* [SUPPLIED PASSAGE]
= Beginning of Section =

Chinese clinical research outfit HD Biosciences has struck a deal with Marshall University to collaborate on cancer drug development, sharing costs and risks in hopes of commercializing new therapies.
Under the deal, the Shanghai-headquartered HD will take oncology compounds discovered at Marshall and pitch in on preclinical development. The pair will split the intellectual property and commercialization rights to any successful projects, planning to target potential partners on the Chinese and international markets.
The idea is to maximize the strengths of each party to create value. The school's investigators have plenty of experience in translational research and, combined with HD's expertise in the CRO world, they can more easily cross the bridge into drug development, according to Zijian Xie, director of the Marshall Institute for Interdisciplinary Research (MIIR).
"Normally, it would take tens of millions of dollars and as long as a decade to translate the technology MIIR and the school of medicine have developed over the last several years into viable drug candidates," Xie said in statement. "This joint effort with HD Biosciences will significantly shorten the process because of their expertise in drug discovery, and ultimately will reduce the risk for all the partners."

= End of Section =

* [SOURCE INFORMATION]
= Beginning of Section =

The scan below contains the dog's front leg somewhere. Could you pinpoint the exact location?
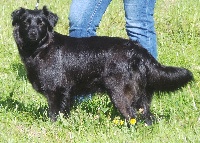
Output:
[141,94,155,126]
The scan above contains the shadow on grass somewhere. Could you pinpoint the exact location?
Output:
[0,97,49,121]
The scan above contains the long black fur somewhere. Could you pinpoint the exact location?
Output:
[12,7,193,125]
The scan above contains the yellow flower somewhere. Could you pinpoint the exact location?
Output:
[130,118,136,125]
[120,120,124,125]
[113,119,119,125]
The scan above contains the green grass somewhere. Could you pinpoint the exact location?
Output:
[0,0,200,143]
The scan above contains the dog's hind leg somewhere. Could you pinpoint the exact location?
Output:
[47,89,73,121]
[136,92,154,126]
[108,81,137,121]
[111,91,137,121]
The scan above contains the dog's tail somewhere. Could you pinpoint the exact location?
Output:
[147,60,193,91]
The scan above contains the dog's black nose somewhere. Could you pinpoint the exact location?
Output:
[30,29,37,35]
[28,28,38,40]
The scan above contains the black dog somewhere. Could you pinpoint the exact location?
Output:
[12,7,193,125]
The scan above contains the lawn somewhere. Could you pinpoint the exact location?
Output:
[0,0,200,143]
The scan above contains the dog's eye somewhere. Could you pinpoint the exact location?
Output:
[38,22,44,26]
[37,20,44,27]
[24,21,30,26]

= End of Section =

* [WHAT THIS TASK INVOLVES]
From the article on the HD Biosciences and Marshall University deal, quote the text starting with "The idea is" and going on through "Interdisciplinary Research (MIIR).". Please treat the records as separate material, apart from the article.

* [TASK OUTPUT]
The idea is to maximize the strengths of each party to create value. The school's investigators have plenty of experience in translational research and, combined with HD's expertise in the CRO world, they can more easily cross the bridge into drug development, according to Zijian Xie, director of the Marshall Institute for Interdisciplinary Research (MIIR).